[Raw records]
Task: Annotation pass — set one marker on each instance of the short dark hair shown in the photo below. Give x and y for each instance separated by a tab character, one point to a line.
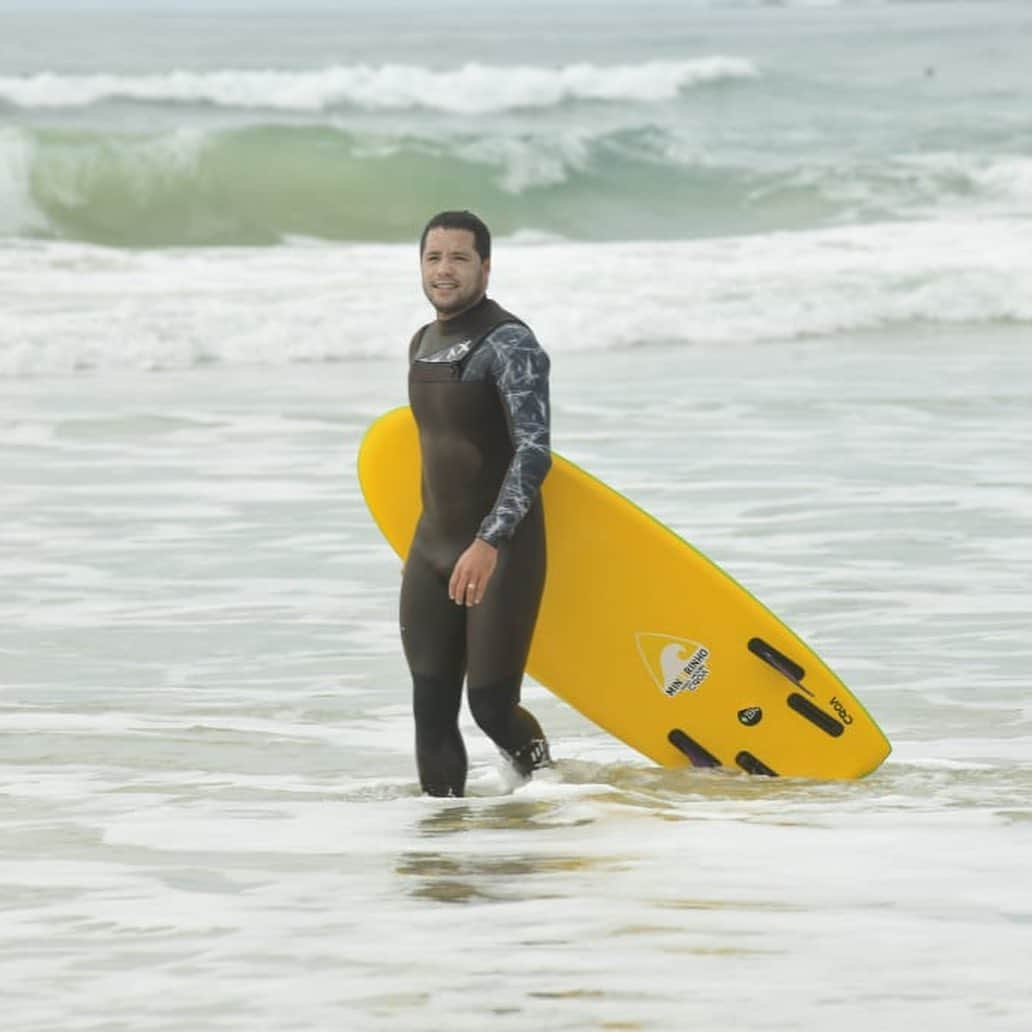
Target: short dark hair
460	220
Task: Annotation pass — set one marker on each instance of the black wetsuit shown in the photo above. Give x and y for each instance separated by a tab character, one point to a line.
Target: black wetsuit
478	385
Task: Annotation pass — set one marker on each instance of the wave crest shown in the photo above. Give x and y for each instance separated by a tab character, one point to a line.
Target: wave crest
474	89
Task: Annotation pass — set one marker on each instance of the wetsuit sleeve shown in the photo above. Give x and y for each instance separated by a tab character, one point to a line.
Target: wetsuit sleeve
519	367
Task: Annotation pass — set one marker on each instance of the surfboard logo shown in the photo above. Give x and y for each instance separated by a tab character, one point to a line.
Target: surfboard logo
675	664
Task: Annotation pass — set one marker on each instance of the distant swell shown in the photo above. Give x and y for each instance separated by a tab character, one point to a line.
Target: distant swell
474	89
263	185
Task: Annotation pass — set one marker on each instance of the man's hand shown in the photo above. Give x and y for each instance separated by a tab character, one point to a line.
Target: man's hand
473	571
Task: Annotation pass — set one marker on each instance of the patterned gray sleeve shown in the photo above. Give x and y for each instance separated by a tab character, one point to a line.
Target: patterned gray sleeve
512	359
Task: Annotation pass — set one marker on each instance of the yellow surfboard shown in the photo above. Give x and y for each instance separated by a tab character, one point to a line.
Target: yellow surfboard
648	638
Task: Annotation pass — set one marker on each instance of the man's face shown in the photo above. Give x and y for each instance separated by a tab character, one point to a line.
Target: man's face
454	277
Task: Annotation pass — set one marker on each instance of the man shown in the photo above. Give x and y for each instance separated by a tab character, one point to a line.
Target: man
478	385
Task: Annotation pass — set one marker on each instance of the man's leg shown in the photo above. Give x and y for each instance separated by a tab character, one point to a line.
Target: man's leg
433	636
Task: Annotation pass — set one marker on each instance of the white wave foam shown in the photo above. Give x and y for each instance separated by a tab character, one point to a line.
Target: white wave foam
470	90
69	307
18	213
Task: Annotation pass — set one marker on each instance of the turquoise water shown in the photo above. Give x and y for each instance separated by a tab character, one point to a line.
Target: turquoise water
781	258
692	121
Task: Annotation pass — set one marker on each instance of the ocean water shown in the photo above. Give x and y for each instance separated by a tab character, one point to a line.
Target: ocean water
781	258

---

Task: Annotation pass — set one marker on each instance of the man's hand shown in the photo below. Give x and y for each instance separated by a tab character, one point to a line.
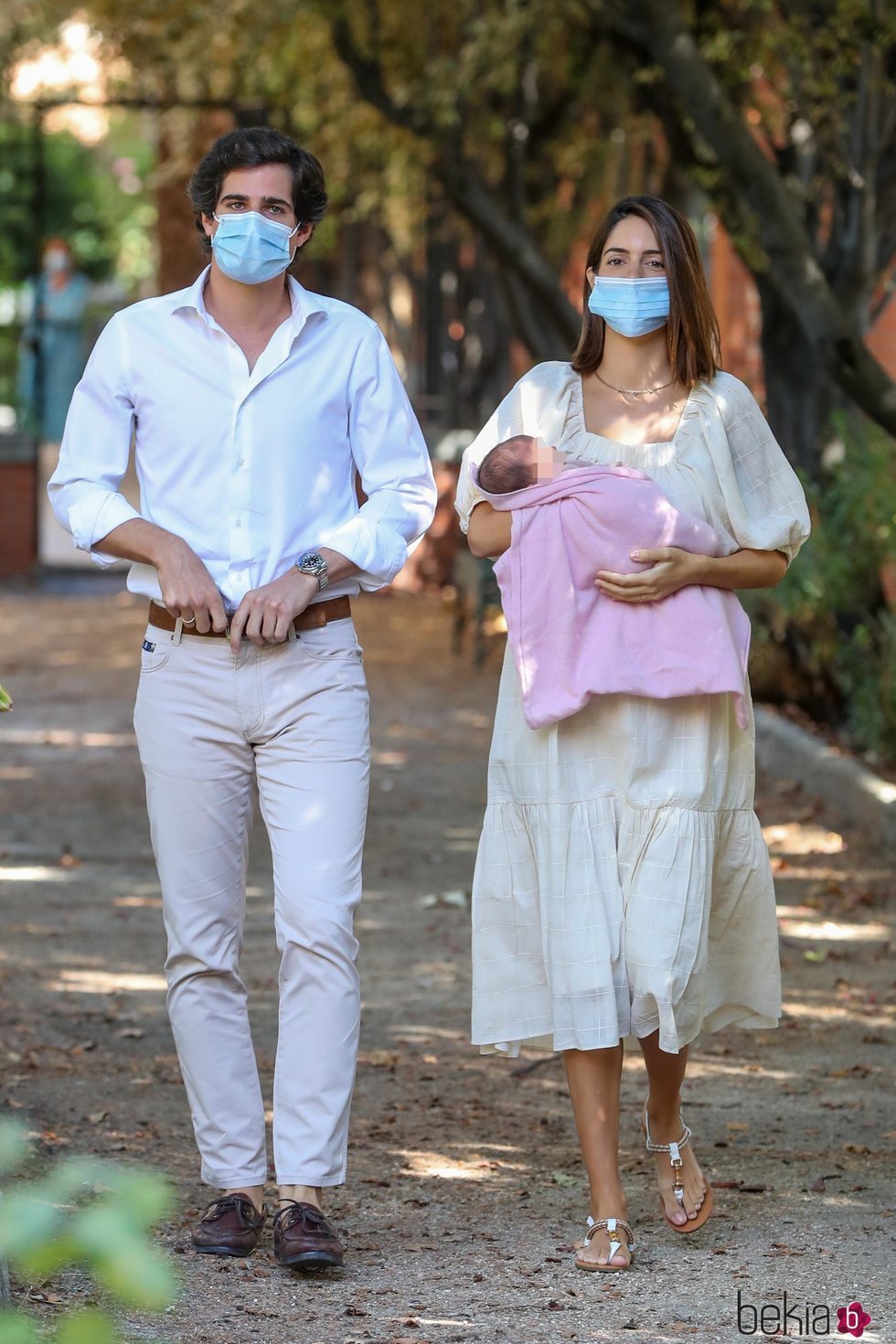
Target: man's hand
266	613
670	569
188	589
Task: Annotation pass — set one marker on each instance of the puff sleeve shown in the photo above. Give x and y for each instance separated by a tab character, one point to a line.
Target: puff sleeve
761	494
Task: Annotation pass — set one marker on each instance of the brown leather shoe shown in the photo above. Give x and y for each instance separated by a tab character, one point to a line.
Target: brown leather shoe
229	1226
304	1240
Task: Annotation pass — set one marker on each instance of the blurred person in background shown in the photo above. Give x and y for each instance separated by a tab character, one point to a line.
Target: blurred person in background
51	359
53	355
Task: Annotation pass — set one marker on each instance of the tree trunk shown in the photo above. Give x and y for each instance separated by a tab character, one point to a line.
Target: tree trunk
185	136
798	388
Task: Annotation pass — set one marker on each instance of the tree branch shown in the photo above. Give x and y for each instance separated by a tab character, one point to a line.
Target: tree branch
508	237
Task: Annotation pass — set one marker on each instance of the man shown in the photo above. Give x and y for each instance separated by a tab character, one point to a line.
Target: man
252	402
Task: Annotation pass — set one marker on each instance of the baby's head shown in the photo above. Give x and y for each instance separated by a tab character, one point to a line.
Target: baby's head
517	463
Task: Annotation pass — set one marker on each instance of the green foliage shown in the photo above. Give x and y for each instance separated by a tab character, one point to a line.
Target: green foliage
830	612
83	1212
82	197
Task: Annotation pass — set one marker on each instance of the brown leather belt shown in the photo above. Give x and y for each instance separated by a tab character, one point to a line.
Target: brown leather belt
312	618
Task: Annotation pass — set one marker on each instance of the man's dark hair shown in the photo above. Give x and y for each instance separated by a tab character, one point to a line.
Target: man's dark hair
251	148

> _Description of the task_:
State how many lines of the items above contain the string "swell", with uppercase and lowercase treated as different. Reply with the number alone.

> _Task solution_:
2